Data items

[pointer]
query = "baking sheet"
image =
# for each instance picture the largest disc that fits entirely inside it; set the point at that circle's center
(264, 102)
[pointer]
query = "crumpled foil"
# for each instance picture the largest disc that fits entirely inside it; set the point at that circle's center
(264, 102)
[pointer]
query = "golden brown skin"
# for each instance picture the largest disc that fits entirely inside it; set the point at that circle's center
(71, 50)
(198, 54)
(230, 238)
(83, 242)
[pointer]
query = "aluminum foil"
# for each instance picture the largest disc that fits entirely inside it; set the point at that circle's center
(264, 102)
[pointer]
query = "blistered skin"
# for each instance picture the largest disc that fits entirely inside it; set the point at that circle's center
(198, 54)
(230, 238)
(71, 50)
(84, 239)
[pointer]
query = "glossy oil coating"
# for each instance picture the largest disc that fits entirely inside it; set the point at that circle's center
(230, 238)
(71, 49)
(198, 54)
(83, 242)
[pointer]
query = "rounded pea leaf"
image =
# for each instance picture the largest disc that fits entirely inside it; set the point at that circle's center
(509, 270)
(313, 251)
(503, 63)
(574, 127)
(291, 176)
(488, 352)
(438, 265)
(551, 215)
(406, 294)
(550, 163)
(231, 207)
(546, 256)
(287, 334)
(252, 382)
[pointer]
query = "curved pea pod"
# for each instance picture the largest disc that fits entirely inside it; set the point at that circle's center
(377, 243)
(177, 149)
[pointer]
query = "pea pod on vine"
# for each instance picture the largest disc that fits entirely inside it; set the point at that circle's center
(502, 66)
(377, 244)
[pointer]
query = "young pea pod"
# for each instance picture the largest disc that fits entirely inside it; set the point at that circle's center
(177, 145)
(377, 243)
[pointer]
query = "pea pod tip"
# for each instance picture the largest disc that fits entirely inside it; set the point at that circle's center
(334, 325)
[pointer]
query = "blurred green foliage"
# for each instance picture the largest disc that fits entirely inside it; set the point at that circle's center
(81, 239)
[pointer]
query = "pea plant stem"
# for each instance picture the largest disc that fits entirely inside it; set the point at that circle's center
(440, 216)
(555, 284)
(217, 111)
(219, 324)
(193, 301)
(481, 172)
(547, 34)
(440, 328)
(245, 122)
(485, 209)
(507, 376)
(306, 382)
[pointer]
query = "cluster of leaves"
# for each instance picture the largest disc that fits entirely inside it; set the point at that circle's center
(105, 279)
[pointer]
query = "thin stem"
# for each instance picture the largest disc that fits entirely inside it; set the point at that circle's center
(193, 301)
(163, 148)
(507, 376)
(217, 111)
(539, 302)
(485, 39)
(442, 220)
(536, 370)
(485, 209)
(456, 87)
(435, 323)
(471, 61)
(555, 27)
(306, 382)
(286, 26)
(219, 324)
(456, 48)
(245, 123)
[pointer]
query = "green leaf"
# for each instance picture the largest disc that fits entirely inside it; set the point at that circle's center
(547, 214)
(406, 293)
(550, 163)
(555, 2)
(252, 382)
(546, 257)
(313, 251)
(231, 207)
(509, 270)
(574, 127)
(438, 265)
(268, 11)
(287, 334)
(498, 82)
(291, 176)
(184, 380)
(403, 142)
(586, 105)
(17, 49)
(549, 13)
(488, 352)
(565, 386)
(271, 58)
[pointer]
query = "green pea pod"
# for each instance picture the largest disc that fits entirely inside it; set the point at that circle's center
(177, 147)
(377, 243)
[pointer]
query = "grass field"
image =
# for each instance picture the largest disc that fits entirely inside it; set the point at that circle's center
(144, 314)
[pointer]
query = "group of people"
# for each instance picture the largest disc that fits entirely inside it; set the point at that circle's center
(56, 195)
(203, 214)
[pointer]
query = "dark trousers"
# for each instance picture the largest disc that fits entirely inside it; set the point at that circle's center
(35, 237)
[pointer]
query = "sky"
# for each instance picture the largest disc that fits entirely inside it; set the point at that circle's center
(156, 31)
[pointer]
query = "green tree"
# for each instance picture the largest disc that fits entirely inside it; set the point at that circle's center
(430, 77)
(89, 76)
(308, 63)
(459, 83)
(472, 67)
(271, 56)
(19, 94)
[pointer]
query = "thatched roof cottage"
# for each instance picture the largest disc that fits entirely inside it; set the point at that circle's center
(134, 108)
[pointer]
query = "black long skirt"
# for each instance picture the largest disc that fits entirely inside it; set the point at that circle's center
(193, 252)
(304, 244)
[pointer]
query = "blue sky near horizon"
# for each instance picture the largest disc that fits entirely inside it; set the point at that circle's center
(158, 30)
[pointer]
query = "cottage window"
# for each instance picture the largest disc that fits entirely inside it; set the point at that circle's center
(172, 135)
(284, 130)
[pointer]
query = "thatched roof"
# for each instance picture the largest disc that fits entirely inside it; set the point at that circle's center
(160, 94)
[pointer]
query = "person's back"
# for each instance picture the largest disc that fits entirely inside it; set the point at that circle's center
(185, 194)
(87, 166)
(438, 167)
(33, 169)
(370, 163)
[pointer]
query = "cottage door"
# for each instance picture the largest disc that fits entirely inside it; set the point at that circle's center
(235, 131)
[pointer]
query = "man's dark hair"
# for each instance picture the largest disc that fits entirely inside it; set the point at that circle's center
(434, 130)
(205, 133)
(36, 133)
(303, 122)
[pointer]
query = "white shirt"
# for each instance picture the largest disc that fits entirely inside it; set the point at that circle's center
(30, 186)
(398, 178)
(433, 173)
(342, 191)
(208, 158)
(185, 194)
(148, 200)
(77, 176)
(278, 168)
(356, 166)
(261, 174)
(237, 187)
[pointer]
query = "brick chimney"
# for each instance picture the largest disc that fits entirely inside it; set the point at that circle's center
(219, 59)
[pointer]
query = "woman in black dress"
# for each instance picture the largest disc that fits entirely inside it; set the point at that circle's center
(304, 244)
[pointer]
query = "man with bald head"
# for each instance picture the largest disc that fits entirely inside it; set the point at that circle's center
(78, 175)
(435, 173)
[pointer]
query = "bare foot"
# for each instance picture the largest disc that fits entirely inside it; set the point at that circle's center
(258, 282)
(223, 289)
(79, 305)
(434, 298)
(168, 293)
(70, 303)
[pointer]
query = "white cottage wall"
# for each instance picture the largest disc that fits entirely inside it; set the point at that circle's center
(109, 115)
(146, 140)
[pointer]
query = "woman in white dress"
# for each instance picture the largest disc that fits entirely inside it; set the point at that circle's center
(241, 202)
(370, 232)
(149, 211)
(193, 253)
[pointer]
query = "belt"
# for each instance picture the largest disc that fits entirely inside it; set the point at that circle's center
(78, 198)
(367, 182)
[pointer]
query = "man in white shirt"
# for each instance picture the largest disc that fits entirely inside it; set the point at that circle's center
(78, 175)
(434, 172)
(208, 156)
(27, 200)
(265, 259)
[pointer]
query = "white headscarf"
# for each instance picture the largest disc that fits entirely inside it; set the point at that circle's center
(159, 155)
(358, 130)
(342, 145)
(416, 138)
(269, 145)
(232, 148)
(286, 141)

# Exercise goal
Only a number is needed here: the count of lines above that hold the string "dress".

# Reply
2